[What to do]:
1. In the blog post, which issue of which publication was the old short originally made for?
2. Using the blog post, explain why the author drew the old short.

[Text passage]:
•••••
Here's an old short I did for Meathaus #8 My homie Chris McD was nice enough to send me the files of it he had. I drew this on a trip to LA as my art therapy while going through a break up ---years before this current life of Marian muffin servitude. it's got Frank Zappa and a girl eating a banana in the shower in it. The rest under the cut:
It reads a little over dramatic to me now. Calm down Brandon of 2005, everything is going to be cool. ----------------------------------------------------------------
And Here's a thing out of my sketchbook I did last night. fan art for Enki Bilal's -The Woman trap.
Here's a video of Bilal when he was 33-- the age I am now. I like seeing his desk in this and then he puts on sunglasses and smooths around town while a narrator talks about him.
I was just thinking about Baby Snakes today, in no relation to this post! But because I saw some baby snakes. But also important, have you seen the Baby Snakes video?? So insane, so good.
I think over dramatic in short stories works puts me in mind of how important our own little worlds are. Reminds me a little of Murakami's short stories.
•••••
[Saved data entries]
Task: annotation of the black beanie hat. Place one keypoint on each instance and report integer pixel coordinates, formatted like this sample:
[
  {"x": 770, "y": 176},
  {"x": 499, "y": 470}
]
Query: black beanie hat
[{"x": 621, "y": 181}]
•••••
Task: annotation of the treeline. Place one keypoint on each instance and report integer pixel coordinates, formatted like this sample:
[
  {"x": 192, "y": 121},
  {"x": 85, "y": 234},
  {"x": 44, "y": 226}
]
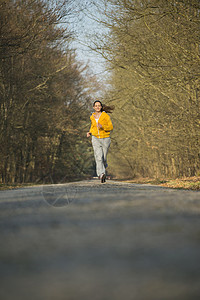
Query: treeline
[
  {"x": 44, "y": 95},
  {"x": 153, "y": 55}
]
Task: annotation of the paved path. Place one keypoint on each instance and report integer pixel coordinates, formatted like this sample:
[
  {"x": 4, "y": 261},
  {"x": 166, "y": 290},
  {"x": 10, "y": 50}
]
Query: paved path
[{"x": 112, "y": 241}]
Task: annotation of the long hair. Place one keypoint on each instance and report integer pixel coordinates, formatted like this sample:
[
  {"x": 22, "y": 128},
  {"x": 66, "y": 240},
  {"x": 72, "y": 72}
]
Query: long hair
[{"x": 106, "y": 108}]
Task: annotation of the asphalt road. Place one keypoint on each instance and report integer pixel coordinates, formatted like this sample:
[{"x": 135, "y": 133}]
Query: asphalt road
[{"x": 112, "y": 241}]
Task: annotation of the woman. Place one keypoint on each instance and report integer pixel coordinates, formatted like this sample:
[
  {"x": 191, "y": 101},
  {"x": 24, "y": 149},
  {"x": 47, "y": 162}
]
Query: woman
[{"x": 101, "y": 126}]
•••••
[Responses per task]:
1. Meathaus #8.

2. The author drew it during a trip to LA as art therapy while going through a breakup. This was years before the author's current life of "Marian muffin servitude."